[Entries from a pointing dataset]
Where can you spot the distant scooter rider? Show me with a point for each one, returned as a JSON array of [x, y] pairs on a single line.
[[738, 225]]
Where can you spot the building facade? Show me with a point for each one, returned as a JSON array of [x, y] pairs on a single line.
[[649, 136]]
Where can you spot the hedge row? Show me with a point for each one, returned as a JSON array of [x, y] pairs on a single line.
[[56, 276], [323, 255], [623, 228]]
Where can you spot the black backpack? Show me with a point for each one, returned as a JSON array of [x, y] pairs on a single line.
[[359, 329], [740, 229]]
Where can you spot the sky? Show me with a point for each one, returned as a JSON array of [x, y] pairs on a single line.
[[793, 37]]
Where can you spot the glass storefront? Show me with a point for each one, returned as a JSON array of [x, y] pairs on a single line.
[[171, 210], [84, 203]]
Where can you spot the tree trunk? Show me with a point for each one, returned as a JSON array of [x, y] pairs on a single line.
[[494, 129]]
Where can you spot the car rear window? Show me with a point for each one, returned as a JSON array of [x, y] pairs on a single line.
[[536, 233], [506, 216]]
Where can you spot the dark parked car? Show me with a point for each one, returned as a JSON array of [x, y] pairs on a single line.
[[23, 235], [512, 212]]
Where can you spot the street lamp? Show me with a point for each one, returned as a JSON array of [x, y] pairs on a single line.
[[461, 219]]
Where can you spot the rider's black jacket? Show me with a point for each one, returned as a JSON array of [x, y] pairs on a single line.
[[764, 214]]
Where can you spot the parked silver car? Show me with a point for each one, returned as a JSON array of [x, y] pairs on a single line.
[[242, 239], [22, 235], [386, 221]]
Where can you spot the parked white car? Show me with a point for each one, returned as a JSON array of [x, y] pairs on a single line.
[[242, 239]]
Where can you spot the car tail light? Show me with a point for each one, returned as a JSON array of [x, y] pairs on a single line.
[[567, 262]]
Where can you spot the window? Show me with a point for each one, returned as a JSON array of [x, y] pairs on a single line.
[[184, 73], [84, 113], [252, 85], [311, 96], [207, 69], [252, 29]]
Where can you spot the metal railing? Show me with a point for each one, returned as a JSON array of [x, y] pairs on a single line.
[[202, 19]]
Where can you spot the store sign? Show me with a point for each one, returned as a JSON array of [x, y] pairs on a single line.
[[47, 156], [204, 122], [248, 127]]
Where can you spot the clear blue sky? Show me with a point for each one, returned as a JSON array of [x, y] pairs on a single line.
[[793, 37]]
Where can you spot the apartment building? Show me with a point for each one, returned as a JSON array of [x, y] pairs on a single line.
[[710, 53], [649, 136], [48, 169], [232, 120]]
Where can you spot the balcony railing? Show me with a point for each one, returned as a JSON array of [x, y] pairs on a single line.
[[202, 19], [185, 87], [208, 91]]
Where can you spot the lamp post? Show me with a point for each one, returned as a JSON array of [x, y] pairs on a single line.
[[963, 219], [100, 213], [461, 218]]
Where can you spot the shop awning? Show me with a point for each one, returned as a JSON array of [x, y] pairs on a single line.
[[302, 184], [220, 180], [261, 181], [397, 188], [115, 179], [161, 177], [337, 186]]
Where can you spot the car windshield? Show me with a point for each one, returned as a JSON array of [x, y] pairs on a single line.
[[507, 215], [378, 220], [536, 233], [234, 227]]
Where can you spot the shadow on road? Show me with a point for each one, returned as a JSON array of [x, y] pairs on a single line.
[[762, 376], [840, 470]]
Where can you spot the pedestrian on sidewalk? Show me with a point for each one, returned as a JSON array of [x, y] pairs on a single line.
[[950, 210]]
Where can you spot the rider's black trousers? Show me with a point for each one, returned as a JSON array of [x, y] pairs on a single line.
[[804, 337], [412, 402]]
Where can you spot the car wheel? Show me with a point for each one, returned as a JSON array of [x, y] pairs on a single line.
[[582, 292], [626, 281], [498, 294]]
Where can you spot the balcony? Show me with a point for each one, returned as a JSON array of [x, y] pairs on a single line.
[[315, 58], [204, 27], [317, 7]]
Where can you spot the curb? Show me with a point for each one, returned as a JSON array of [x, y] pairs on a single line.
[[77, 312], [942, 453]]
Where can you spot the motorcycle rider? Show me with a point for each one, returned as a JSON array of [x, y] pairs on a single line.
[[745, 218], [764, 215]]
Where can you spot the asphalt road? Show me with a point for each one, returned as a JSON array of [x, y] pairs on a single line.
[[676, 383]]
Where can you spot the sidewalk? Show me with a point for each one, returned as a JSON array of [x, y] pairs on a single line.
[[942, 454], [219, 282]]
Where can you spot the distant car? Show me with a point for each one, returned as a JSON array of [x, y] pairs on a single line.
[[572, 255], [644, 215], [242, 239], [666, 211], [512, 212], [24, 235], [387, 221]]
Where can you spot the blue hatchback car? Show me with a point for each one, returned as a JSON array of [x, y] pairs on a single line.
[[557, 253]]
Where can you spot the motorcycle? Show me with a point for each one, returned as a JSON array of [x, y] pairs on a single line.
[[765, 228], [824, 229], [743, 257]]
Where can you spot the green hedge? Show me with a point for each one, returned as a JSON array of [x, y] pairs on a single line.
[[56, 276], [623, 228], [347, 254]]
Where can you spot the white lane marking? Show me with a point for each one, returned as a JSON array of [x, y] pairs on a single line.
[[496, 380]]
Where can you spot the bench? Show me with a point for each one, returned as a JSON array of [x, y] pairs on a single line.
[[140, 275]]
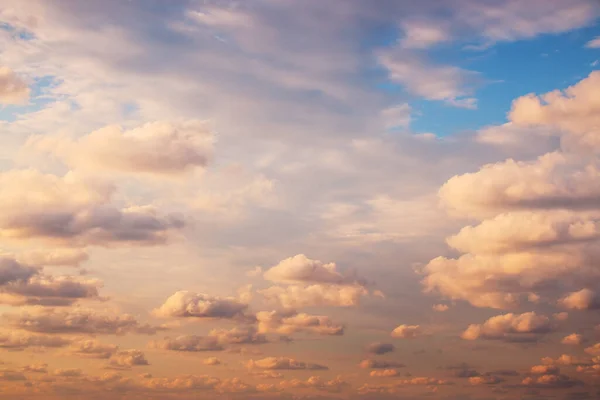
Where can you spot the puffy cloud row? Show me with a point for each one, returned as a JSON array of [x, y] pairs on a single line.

YOUR TASK:
Write all of the lines above again, replacing "Where can you spot" with "Where do you see" wherever it appears and keeping everything else the same. Leave the pictures out of your answer.

ANSWER TO THIS TASK:
Where do you see the distant scooter rider? Show me with a point for each one, returned as a JSON array of [x, y] pairs on a single line.
[[738, 225]]
Where do you see the building facade? Show me with a point for each one, returned as a JSON array of [x, y] pairs on a single line.
[[649, 136]]
Where do you see the hedge row? Show me with a point for each one, returned as a JSON array of [x, y] pairs on a single line.
[[56, 276], [323, 255], [623, 228]]
Where do you see the black backpack? Show me with a point for each one, returned as a JSON array of [x, y] pairs on a single line.
[[359, 329], [740, 229]]
Where do you see the sky? Show me with a point for each one, returned as a JSON array of [x, y] pairs on a single line.
[[793, 37]]
Where do you see the glass storefront? Show me with a point for each one, returned as a JSON array of [x, y] pairs on a single line.
[[171, 210], [84, 203]]
Where do you see the tree trunk? Show me with a point for each one, returned as a JSON array of [x, y] pairs on a single line.
[[494, 129]]
Where do you see the car rear window? Show me with a point for each one, returned as a JSON array of [x, y] pairs on a single line.
[[536, 233], [506, 216]]
Where do you see the dark parked car? Show me with a point for each one, returned as a JSON array of [x, y] pairs on a single line.
[[23, 235], [512, 212]]
Where do you see the street lamp? Show me with a point for each one, returned as a JSON array of [x, y] pairs on a single line.
[[461, 219]]
Where do you see the rider's black jacket? Show me with a point for each one, returned as a JSON array of [x, y] pairs on a single line.
[[764, 214]]
Where do you see the parked silver car? Show me with a point for each one, returned as a JSON array of [x, y] pairs on a single line.
[[242, 239], [22, 235], [386, 221]]
Where do you see the parked white car? Show me with a point for each one, returned as a JSON array of [x, y] pairs on a single line.
[[242, 239]]
Where do you see the car tail light? Show me with a point for each one, returned as a JSON array of [x, y] pairs on a single line.
[[567, 262]]
Where do you see the window? Show me with a point for each one, returned as a JSON array of [x, y] pairs on a single line.
[[184, 73], [84, 113], [252, 85], [311, 96], [207, 69], [252, 29]]
Where do you see the metal railing? Show me with a point for each one, returned as a JSON array of [x, y] pairs on a single line.
[[202, 19]]
Where do you see the store sign? Show me with a point for each one, returned as a JSON array of [x, y] pairs on a single line.
[[47, 156], [204, 122], [248, 127]]
Where do you see the clear blue sky? Show me with a point for each one, returned as a JSON array of [x, y] pairs on a single line.
[[793, 37]]
Where do you see the apartment building? Show me with a point for each one, returned as a JSON array of [x, y] pairs on a single line.
[[710, 53], [649, 136], [48, 169], [232, 120]]
Where do you see the balcony railing? Show me with a point for each one, returned as a JSON array of [x, y] pairs on a single line.
[[202, 19], [185, 87], [208, 91]]
Where do you see the lamp post? Show me with a point for each one, returned as a JSON array of [x, y] pairs on a single line.
[[963, 219], [100, 213], [461, 218]]
Where do you see the shop awning? Show me with a point for each one, returned as a JSON array of [x, y] pairs on a single line.
[[302, 184], [220, 180], [261, 181], [397, 188], [115, 179], [161, 177], [337, 186]]
Where do you see the car windshield? Show me with a point for each one, returned as a JSON array of [x, y] pairs on a single line.
[[507, 215], [378, 220], [536, 233], [234, 227]]
Where do you see the shadow on road? Show me with a point for each one, returned as a JSON array of [x, y] pairs on a single line.
[[762, 376], [840, 470]]
Where do you see the pedestrian on sidewalk? Show me with a point for each one, returned as a JSON array of [x, y] pairs on a single line.
[[950, 210]]
Where do you see the rider's black trousers? Show me with a point for each one, returned as a JSON array of [x, y] pairs on a single line.
[[804, 337], [412, 402]]
Where do you see the car wheel? Show me with a point for each one, returned as a JSON array of [x, y] pairs on a single line.
[[582, 292], [626, 281], [498, 294]]
Where do you see the balcony? Show me with a point for each one, returned as a JSON array of [x, y] pairs on a single line.
[[315, 58], [204, 27], [317, 7]]
Where do you see the curb? Show me with a point for each one, returned as a JSON array of [x, y] pairs on a single line.
[[77, 312], [942, 453]]
Where do you see the motorcycle rider? Show me with a point for each one, returned as a JSON array of [x, y] pairs on a single line.
[[745, 218], [764, 215]]
Where do you see the asphalt road? Show me with a point for each one, returned as a JSON array of [x, y] pairs on a single line.
[[676, 383]]
Where do you see the sidewalk? Show me with a point for each one, returned as a JSON array of [x, y] pairs on a single line.
[[942, 454], [219, 282]]
Where do you see the distant car? Show me with a point for each one, returned as a JSON array of [x, y] pairs on a single line.
[[572, 255], [644, 215], [242, 239], [666, 211], [512, 212], [24, 235], [387, 221]]
Where do you see the blue hatchback car? Show me with a point for each one, returned as a JSON array of [x, y] pairs on a single line.
[[557, 253]]
Where do you see the motorcycle? Show me with a point for each one, returned as a JSON array of [x, y] pairs on a single line.
[[765, 228], [824, 229], [743, 257]]
Where do you see the green hedge? Show me with a point for each one, returned as a JSON array of [x, y] pairs on a single line.
[[56, 276], [623, 228], [347, 254]]
Where do you see the white lane marking? Show me with a point for each one, returned as a JSON array of [x, y] pairs on a single line.
[[496, 380]]
Where do you see the bench? Show me with a point for each one, returned as a JSON array of [x, y] pairs on a single line.
[[140, 275]]
Where do you see the puffy cloud row? Show me with a point for each one, returned as a JSON array of [x, y] pairs on a single line.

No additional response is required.